EXERCISE DETAILS:
Update the lines below so that every "even-odd rule" becomes "nonzero winding rule" and everything else stays the same. Leave the pictures out of your answer.
-- ENTRIES PROVIDED start --
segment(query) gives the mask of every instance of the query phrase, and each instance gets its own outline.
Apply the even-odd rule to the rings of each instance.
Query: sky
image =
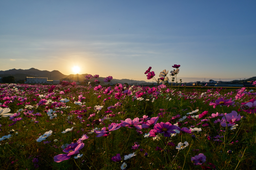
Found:
[[[0,70],[149,81],[149,67],[157,78],[177,64],[184,82],[243,80],[255,18],[255,1],[1,0]]]

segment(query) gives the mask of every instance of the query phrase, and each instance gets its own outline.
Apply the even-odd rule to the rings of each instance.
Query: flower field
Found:
[[[174,86],[180,66],[150,87],[0,84],[0,169],[255,169],[256,89]]]

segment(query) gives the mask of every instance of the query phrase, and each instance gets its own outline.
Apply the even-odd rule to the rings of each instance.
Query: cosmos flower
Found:
[[[122,126],[128,126],[129,128],[132,128],[135,127],[136,129],[140,130],[142,128],[141,125],[139,125],[139,124],[141,123],[142,121],[139,122],[139,121],[140,119],[138,117],[134,118],[132,120],[130,118],[126,119],[125,121],[122,120],[120,120],[123,123],[122,125]]]
[[[206,161],[206,157],[203,153],[199,153],[195,157],[191,157],[191,161],[195,162],[194,164],[195,165],[201,165]]]
[[[48,132],[46,132],[42,135],[40,136],[36,140],[36,141],[38,142],[41,142],[44,140],[45,140],[46,138],[51,135],[52,133],[52,131],[50,130]]]
[[[136,155],[135,154],[134,152],[133,152],[133,153],[130,153],[128,155],[125,155],[124,160],[126,160],[128,159],[130,159],[135,156],[136,156]]]
[[[183,149],[188,146],[188,143],[187,141],[185,141],[184,143],[180,142],[178,144],[178,146],[176,147],[176,149],[179,151],[180,149]]]
[[[3,109],[0,107],[0,118],[2,117],[6,117],[10,116],[13,116],[13,113],[7,113],[11,111],[9,108],[5,108]]]
[[[175,129],[176,126],[172,125],[168,122],[165,123],[163,122],[158,123],[154,126],[154,132],[164,133],[165,137],[170,137],[170,133],[175,133],[176,132],[173,130]]]
[[[72,130],[73,130],[73,128],[74,128],[73,127],[72,127],[72,128],[71,128],[71,129],[70,129],[70,128],[68,128],[64,131],[63,131],[61,132],[61,133],[67,133],[67,132],[69,132],[71,131],[72,131]]]
[[[152,67],[149,67],[149,68],[147,70],[146,70],[146,72],[145,72],[144,74],[147,74],[150,71],[150,70],[151,70],[151,69],[152,68]]]
[[[229,123],[228,124],[228,126],[231,126],[236,124],[235,122],[238,121],[241,119],[241,116],[239,114],[238,115],[236,111],[233,111],[230,113],[228,113],[225,116],[222,117],[223,121],[220,122],[220,125],[223,127],[226,127],[227,126],[227,123],[226,122],[226,119],[227,119],[227,122]]]
[[[228,107],[230,105],[232,105],[235,103],[234,102],[232,101],[232,98],[230,98],[229,99],[224,100],[222,98],[220,98],[215,101],[215,103],[212,102],[210,102],[210,105],[213,105],[213,108],[215,108],[216,106],[217,105],[221,106],[228,106]]]
[[[172,66],[172,67],[173,67],[174,68],[178,68],[179,67],[180,67],[180,65],[174,64],[173,66]]]

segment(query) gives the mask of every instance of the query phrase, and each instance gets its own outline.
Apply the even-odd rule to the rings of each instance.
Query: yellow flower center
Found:
[[[164,132],[166,132],[167,131],[167,129],[165,128],[164,128],[162,129],[162,130]]]

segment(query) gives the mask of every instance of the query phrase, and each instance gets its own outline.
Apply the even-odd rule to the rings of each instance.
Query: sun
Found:
[[[72,68],[72,70],[75,74],[78,74],[80,72],[80,67],[78,66],[74,66]]]

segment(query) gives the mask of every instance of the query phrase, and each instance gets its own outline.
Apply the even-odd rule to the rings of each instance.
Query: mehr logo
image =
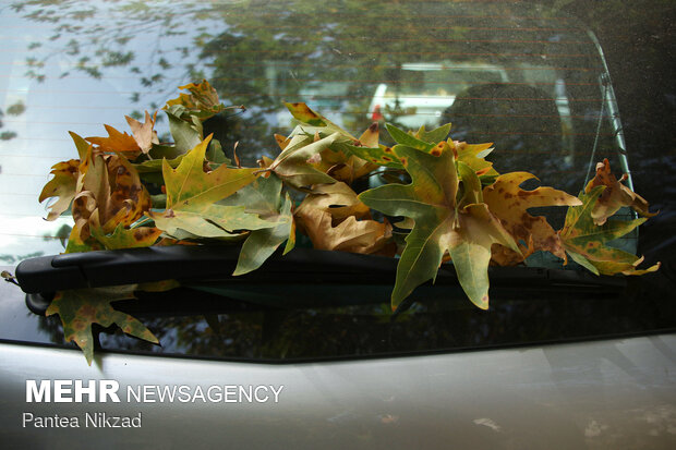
-- ENTRIES PROVIDED end --
THE RESPONSE:
segment(query) gives the mask of every instance of the query phrase, and each instance gets its own outline.
Apply the nonzero winding rule to the rings of each instance.
Query: sky
image =
Found:
[[[0,70],[149,81],[149,67],[157,78],[177,64],[184,82],[243,80],[255,18],[255,1],[1,0]]]

segment(query) gives the mask of every instance of the query phrase, and each instance gets its own outline.
Apply the nonzero winding rule to the rings of each instance.
Query: flower field
Found:
[[[174,86],[180,66],[150,87],[0,84],[0,169],[255,169],[256,89]]]

segment(query) gives the mask of every instance of the query phrase, and each instance gets its own outline.
Apply the nonzero winding rule to the rings of each instance.
Query: cosmos flower
Found:
[[[122,126],[128,126],[129,128],[132,128],[135,127],[136,129],[140,130],[142,128],[141,125],[139,125],[139,124],[141,123],[142,121],[139,122],[139,121],[140,119],[138,117],[134,118],[132,120],[130,118],[126,119],[125,121],[122,120],[120,120],[123,123],[122,125]]]
[[[206,161],[206,157],[203,153],[199,153],[195,157],[191,157],[191,161],[195,162],[194,164],[195,165],[201,165]]]
[[[48,132],[46,132],[42,135],[40,136],[36,140],[36,141],[38,142],[41,142],[44,140],[45,140],[46,138],[51,135],[52,133],[52,131],[50,130]]]
[[[136,155],[135,154],[134,152],[133,152],[133,153],[130,153],[128,155],[125,155],[124,160],[126,160],[128,159],[130,159],[135,156],[136,156]]]
[[[183,149],[188,146],[188,143],[187,141],[185,141],[184,143],[180,142],[178,144],[178,146],[176,147],[176,149],[179,151],[180,149]]]
[[[3,109],[0,107],[0,118],[2,117],[6,117],[10,116],[13,116],[13,113],[7,113],[11,111],[9,108],[5,108]]]
[[[175,129],[176,126],[172,125],[168,122],[165,123],[163,122],[158,123],[154,126],[154,132],[164,133],[165,137],[170,137],[170,133],[175,133],[176,132],[173,130]]]
[[[72,130],[73,130],[73,128],[74,128],[73,127],[72,127],[72,128],[71,128],[71,129],[70,129],[70,128],[68,128],[64,131],[63,131],[61,132],[61,133],[67,133],[67,132],[69,132],[71,131],[72,131]]]
[[[152,67],[149,67],[149,68],[147,70],[146,70],[146,72],[145,72],[144,74],[147,74],[150,71],[150,70],[151,70],[151,69],[152,68]]]
[[[229,123],[228,124],[228,126],[231,126],[236,124],[235,122],[238,121],[241,119],[241,116],[239,114],[238,115],[236,111],[233,111],[230,113],[228,113],[225,116],[222,117],[223,121],[220,122],[220,125],[223,127],[226,127],[227,126],[227,123],[226,122],[226,119],[227,119],[227,122]]]
[[[228,107],[230,105],[232,105],[235,103],[234,102],[232,101],[232,98],[230,98],[229,99],[224,100],[222,98],[220,98],[215,101],[215,103],[212,102],[210,102],[210,105],[213,105],[213,108],[215,108],[216,106],[217,105],[221,106],[228,106]]]
[[[172,66],[172,67],[173,67],[174,68],[178,68],[179,67],[180,67],[180,65],[174,64],[173,66]]]

segment(query) gives the mask of every instance of the query phrase, and each instance gets its own outline.
Apply the nonzero winding rule to the rings of each instance.
Query: yellow flower center
Found:
[[[164,132],[166,132],[167,131],[167,129],[165,128],[164,128],[162,129],[162,130]]]

segment(query) gives the mask of every instance of the query phrase, and each instance gets its own outline.
Apply the nonzero winding rule to the rings of each instance.
Query: sun
Found:
[[[72,68],[72,70],[75,74],[78,74],[80,72],[80,67],[78,66],[74,66]]]

segment(query) gives the mask of every instance of the query phrase, and each instance gets its own outline.
Apply the nonzero winding rule to the rings of each instance.
Query: mehr logo
image =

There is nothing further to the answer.